[Opening Material shown section]

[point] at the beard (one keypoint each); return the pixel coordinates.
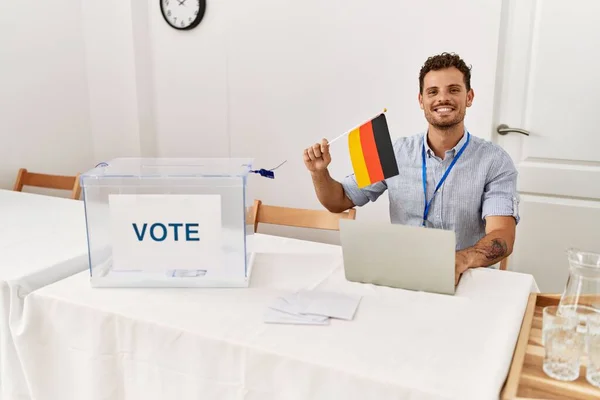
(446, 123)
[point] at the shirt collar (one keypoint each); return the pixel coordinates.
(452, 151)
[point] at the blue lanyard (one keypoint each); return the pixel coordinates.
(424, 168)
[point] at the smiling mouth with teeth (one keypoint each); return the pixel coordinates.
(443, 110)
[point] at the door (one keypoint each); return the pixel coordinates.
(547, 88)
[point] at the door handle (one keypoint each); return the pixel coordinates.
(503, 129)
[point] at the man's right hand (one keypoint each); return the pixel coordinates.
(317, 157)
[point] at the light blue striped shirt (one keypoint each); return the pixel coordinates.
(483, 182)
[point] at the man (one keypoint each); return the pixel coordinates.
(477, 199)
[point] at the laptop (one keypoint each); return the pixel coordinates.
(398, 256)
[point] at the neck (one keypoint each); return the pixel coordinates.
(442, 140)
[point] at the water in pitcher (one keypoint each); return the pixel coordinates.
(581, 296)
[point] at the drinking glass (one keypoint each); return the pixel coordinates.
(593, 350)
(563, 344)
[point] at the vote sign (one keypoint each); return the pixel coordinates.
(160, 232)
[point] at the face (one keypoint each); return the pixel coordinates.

[Closing Material shown section]

Task to carry out
Please repeat all of the data exactly as it stands, leaving the pictures out.

Solution for this task
[point] at the beard (one keypoint each); return the pixel coordinates.
(446, 123)
[point] at the shirt collar (one keypoint each); return the pixel coordinates.
(452, 151)
[point] at the blue lanyard (one keypoint each); return the pixel coordinates.
(424, 168)
[point] at the smiling mouth with teeth (one keypoint each); return the pixel coordinates.
(443, 110)
[point] at the door (one keypoint each); return the pixel coordinates.
(547, 88)
[point] at the door handle (one keypoint each); return the pixel coordinates.
(503, 129)
[point] at the man's right hand (one keypoint each); return the pixel coordinates.
(317, 157)
[point] at the light blue striped shirt (one keypoint each); return the pixel coordinates.
(483, 182)
[point] at the man (one keypoint each); return the pixel coordinates.
(477, 199)
[point] at the laptop (one keypoint each); return the pixel coordinates.
(398, 256)
[point] at the neck (one keypoint each); return the pixel coordinates.
(442, 140)
[point] at the water in pitcher (one keypoint each); return the pixel coordinates.
(581, 296)
[point] at the drinking glass (one keypoint each); return the pixel coordinates.
(593, 350)
(563, 344)
[point] at the vote sign (one keypoint each); return the pixel coordinates.
(160, 232)
[point] at the face (one keypoint each); return the pixel coordinates.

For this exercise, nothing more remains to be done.